Dataset items:
>> start

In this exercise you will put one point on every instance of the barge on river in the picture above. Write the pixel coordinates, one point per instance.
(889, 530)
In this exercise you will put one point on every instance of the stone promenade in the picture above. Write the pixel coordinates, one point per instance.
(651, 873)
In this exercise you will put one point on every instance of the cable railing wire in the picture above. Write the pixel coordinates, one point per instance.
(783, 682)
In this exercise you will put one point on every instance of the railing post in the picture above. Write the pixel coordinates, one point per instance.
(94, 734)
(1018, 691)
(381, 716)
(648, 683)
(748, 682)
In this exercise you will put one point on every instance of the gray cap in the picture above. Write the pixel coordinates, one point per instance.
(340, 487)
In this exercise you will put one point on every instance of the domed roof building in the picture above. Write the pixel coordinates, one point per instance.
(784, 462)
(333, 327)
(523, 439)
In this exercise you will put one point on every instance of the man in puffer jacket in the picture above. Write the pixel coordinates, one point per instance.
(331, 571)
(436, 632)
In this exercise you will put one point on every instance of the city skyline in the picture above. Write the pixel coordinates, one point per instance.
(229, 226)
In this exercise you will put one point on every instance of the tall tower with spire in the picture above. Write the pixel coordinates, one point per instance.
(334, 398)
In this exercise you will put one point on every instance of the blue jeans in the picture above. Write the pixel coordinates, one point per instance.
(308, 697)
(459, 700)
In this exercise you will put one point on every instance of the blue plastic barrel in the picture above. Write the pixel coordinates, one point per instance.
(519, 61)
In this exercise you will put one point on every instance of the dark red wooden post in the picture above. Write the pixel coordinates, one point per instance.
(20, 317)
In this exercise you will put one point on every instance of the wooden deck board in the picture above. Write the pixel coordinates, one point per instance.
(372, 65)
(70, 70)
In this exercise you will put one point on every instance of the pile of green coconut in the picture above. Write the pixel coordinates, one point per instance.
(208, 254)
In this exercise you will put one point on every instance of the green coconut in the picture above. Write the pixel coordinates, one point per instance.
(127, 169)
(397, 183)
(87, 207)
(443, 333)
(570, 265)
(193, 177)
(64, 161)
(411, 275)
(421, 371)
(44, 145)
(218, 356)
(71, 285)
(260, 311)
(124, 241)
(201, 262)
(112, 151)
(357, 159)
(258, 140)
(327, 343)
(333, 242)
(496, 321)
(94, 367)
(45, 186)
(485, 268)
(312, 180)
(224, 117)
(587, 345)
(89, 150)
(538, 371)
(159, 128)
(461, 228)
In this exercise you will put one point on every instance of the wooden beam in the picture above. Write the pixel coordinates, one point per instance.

>> end

§ **EXERCISE PROMPT**: Print exactly the lines from the one with "of the domed" through the end of the data, inclusive.

§ **THE OUTPUT**:
In this exercise you will put one point on every instance of the domed roof building in the picture above. Write the pixel coordinates, one point per instance.
(784, 462)
(333, 327)
(523, 439)
In this exercise you will put one point on every instance of the man in puffer jacket in the picture above. Write the pixel coordinates, one point per instance.
(331, 571)
(436, 632)
In this exercise you will put one point on every instance of the city skyline in the picture above. Write the pixel coordinates, one point per instance.
(229, 226)
In this exercise you will put one point on every instance of the tall tower with spire in the picture above. Write the pixel coordinates, one point per instance.
(334, 398)
In this exercise you will put one point on every instance of the blue jeans in the picture above. Write the pixel coordinates, one point per instance.
(308, 697)
(459, 700)
In this exercise you will put one point on every instance of the blue plastic barrel in the picture above. Write the pixel coordinates, one point per instance.
(519, 61)
In this exercise you will put one point on every instance of the dark red wooden post in the picture above. Write the pixel coordinates, one point per instance.
(20, 317)
In this exercise you will put one point on every instance of the wooden deck board in the picture above. Write the pixel coordinates, one point per instance.
(372, 65)
(70, 70)
In this exercise you will put one point on every instance of the pile of green coconut in the picture above. Write the pixel coordinates, one point per instance.
(208, 254)
In this exercise you will put one point on every instance of the green coconut in the picture above. Write the pixel coordinates, one point per instance.
(127, 169)
(397, 183)
(87, 207)
(443, 333)
(570, 265)
(193, 177)
(64, 161)
(411, 275)
(421, 371)
(44, 145)
(218, 356)
(71, 285)
(260, 311)
(124, 241)
(201, 262)
(112, 151)
(357, 159)
(258, 140)
(327, 343)
(333, 242)
(496, 321)
(94, 367)
(45, 186)
(485, 268)
(312, 180)
(224, 117)
(587, 345)
(89, 150)
(538, 371)
(159, 128)
(461, 228)
In this exercise you will put one point on every instance of the wooden beam in the picture above. Write the pixel coordinates, one point per instance.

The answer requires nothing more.